# Excerpted passage
Folks,

I had planned to meet some theatre folk in Stellenbosch, but the best laid plans ..

Out searching for interesting people in bars again .. I met Raymond, a colored man (sorry to keep mentioning color, but it still is crucial) who was buying electricity (actually, his son was, and he was waiting).

We dived into politics straight away :-) and chatted for a while. He was a card-carrying member of the ANC, and a member of a vigilante group in South Africa called PAGAD - People Against Gangs And Drugs. However, he could not stay long, and so he invited me to stay that weekend and accompany him to church that Sunday. I of course, said yes.

He lives in Clotesville, the colored township next to Stellenbosch.

# The exercise
In the letter about meeting Raymond, what does PAGAD stand for?

# Raw records

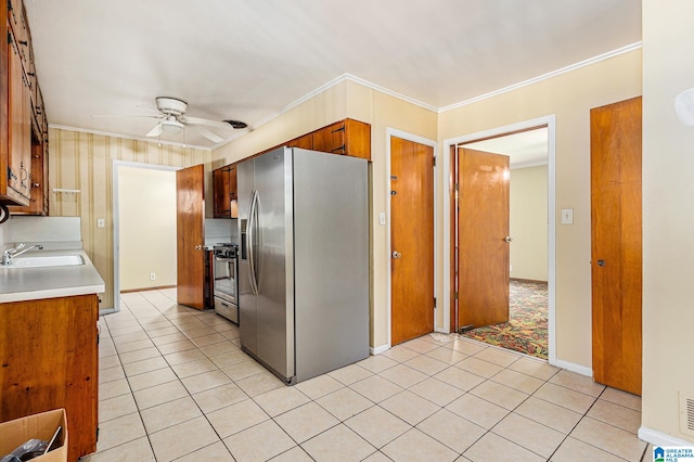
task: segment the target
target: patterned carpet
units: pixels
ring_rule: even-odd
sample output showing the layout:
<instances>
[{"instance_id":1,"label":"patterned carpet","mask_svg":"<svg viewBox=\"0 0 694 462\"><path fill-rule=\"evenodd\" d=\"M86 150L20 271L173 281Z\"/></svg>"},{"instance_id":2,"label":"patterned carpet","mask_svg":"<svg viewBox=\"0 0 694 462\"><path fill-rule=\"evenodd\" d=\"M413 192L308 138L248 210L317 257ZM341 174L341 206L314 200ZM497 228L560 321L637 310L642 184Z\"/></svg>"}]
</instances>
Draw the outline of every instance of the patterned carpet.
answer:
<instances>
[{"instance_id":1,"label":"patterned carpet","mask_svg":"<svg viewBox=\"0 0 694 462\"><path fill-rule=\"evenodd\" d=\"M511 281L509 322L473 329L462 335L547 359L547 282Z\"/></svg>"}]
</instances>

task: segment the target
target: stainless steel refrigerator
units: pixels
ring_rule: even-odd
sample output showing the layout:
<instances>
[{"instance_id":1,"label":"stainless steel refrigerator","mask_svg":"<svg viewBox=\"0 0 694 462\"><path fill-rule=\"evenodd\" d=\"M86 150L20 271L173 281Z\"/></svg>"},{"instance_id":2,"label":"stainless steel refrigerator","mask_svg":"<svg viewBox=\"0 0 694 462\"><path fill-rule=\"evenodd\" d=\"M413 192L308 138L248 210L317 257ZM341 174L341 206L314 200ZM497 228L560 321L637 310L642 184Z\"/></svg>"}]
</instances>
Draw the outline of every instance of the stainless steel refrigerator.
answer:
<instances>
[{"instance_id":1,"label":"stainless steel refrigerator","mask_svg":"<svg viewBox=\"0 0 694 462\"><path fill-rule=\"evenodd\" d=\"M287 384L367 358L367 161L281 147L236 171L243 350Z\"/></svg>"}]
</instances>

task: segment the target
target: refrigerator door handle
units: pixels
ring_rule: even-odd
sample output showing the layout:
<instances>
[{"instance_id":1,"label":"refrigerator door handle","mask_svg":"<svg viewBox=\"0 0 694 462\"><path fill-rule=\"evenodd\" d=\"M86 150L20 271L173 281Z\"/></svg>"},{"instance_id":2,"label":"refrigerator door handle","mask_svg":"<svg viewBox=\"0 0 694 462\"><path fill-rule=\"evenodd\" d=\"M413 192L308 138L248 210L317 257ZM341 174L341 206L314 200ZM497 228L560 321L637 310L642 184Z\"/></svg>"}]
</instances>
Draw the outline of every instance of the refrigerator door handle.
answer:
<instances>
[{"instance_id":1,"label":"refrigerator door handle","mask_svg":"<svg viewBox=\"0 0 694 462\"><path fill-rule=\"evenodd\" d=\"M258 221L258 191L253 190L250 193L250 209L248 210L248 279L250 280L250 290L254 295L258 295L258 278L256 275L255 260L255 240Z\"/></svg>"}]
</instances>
==
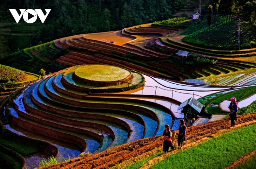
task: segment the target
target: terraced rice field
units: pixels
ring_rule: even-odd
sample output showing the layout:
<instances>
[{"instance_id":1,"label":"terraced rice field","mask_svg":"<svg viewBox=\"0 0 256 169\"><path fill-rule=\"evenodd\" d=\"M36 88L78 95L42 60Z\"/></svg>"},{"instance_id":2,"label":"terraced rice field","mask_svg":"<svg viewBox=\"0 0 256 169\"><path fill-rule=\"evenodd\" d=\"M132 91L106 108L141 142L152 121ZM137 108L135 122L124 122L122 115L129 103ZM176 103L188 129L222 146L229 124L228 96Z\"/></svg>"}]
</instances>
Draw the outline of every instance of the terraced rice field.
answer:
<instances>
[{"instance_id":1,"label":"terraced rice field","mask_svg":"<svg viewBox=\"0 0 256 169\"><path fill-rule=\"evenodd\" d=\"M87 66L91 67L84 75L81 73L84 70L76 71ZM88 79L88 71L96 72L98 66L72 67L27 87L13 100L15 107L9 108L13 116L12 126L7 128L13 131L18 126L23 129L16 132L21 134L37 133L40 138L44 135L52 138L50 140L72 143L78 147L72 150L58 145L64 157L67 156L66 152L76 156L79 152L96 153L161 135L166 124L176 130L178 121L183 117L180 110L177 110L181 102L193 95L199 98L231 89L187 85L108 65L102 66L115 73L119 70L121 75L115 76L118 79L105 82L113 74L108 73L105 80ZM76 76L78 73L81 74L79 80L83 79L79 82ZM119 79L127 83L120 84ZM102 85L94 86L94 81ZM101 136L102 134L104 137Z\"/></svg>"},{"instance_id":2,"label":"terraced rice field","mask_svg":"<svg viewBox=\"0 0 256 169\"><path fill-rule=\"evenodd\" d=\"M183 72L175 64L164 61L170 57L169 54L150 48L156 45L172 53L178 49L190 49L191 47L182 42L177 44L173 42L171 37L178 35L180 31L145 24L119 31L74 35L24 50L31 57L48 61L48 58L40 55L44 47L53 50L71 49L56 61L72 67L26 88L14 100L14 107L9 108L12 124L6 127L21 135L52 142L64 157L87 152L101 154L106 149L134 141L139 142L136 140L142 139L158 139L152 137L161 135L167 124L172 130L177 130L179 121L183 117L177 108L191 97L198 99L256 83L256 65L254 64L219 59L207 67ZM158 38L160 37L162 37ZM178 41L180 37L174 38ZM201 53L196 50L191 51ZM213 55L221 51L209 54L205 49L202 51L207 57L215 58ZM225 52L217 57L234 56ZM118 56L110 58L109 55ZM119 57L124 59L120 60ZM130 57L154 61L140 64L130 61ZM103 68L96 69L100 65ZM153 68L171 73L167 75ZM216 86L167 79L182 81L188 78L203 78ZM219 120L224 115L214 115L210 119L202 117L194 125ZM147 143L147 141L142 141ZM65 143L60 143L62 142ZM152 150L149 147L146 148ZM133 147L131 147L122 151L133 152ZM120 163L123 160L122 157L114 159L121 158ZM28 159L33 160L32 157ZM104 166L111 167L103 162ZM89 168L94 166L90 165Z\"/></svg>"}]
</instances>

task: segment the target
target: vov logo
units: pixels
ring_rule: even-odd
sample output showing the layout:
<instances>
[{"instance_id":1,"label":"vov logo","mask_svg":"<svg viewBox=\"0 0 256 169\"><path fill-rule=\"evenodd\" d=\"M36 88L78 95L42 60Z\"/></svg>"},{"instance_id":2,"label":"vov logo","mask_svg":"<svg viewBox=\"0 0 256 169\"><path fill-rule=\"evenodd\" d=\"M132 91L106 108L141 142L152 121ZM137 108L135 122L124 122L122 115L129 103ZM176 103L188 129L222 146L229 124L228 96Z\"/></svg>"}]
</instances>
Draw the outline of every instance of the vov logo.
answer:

# Written reply
People Against Gangs And Drugs